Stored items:
☆ ☆ ☆ ☆ ☆ ☆ ☆

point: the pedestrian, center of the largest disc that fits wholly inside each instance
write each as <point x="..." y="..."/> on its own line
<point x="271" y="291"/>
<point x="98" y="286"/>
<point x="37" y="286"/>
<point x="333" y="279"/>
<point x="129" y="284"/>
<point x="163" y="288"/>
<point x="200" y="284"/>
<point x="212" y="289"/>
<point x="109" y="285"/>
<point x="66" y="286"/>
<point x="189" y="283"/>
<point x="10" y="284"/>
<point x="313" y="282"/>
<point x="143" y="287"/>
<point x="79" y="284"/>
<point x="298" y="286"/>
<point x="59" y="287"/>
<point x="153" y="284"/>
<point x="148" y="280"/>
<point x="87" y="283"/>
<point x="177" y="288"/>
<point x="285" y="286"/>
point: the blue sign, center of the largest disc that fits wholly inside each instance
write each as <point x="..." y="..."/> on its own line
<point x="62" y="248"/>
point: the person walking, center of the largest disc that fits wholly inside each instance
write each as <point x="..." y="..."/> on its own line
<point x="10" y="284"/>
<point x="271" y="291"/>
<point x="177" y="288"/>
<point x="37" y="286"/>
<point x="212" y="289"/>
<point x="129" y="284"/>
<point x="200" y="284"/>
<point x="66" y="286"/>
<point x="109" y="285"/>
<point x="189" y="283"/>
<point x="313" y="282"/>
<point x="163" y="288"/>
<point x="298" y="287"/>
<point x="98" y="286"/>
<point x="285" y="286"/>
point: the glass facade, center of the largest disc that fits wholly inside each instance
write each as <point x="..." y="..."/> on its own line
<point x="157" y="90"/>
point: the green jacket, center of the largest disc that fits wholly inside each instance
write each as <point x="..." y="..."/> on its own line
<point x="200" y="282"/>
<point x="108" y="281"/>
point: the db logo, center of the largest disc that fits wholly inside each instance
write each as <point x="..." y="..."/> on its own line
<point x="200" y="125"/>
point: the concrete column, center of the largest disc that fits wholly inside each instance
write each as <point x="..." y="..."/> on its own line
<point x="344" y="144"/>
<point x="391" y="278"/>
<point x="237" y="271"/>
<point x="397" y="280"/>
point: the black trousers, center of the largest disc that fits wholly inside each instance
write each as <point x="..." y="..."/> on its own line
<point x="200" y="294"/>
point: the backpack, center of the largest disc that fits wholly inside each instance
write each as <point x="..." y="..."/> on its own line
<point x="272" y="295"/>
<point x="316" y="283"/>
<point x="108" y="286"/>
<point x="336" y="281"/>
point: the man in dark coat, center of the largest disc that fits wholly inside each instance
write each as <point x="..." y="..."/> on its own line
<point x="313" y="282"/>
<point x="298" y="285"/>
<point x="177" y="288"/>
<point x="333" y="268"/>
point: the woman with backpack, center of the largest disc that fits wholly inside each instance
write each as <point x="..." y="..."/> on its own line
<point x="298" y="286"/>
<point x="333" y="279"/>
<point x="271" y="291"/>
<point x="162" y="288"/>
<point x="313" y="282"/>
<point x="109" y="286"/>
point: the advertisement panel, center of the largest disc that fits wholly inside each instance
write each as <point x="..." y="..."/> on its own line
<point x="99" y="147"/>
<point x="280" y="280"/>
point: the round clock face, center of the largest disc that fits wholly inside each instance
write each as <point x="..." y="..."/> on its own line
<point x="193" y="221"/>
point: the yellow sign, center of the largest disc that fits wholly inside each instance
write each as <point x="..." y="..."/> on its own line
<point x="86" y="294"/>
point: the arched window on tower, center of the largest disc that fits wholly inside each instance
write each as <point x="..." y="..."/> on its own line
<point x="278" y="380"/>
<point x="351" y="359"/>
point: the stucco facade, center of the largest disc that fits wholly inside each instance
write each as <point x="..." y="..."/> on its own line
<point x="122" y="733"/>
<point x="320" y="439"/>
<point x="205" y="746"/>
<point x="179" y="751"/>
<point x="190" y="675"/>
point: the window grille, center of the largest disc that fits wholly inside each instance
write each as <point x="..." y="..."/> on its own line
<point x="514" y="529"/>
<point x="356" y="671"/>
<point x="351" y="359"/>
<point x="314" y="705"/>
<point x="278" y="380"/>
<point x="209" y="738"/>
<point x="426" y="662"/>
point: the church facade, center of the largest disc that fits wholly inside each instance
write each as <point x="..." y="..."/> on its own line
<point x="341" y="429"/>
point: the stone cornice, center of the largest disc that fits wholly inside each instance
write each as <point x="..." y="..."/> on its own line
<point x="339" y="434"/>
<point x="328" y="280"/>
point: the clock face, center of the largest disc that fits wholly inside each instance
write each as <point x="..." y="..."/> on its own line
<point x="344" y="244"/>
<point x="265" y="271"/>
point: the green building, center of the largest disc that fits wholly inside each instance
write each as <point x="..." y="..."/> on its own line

☆ ☆ ☆ ☆ ☆ ☆ ☆

Look above for the line that holds "point: the window", then copy it and each line after it exactly, through the last line of the data.

point: the window grille, center of the largest disc that fits wholly inside each instance
write each as <point x="..." y="..."/> on its own line
<point x="514" y="529"/>
<point x="356" y="671"/>
<point x="351" y="359"/>
<point x="314" y="705"/>
<point x="278" y="380"/>
<point x="209" y="738"/>
<point x="426" y="662"/>
point: the church facade, center of the largest disc that fits wholly inside each instance
write each as <point x="..." y="..."/> on its own line
<point x="341" y="429"/>
point: the stone cornice, center of the largest disc that fits wholly inside each instance
write each as <point x="..." y="..."/> on its own line
<point x="339" y="434"/>
<point x="328" y="280"/>
point: the clock face, center of the largest disc that fits wholly inside each instance
write each as <point x="..." y="..."/> on its own line
<point x="344" y="244"/>
<point x="265" y="271"/>
point: the green building, center of the largest disc that fits wholly inside each instance
write each as <point x="..." y="..."/> on its own line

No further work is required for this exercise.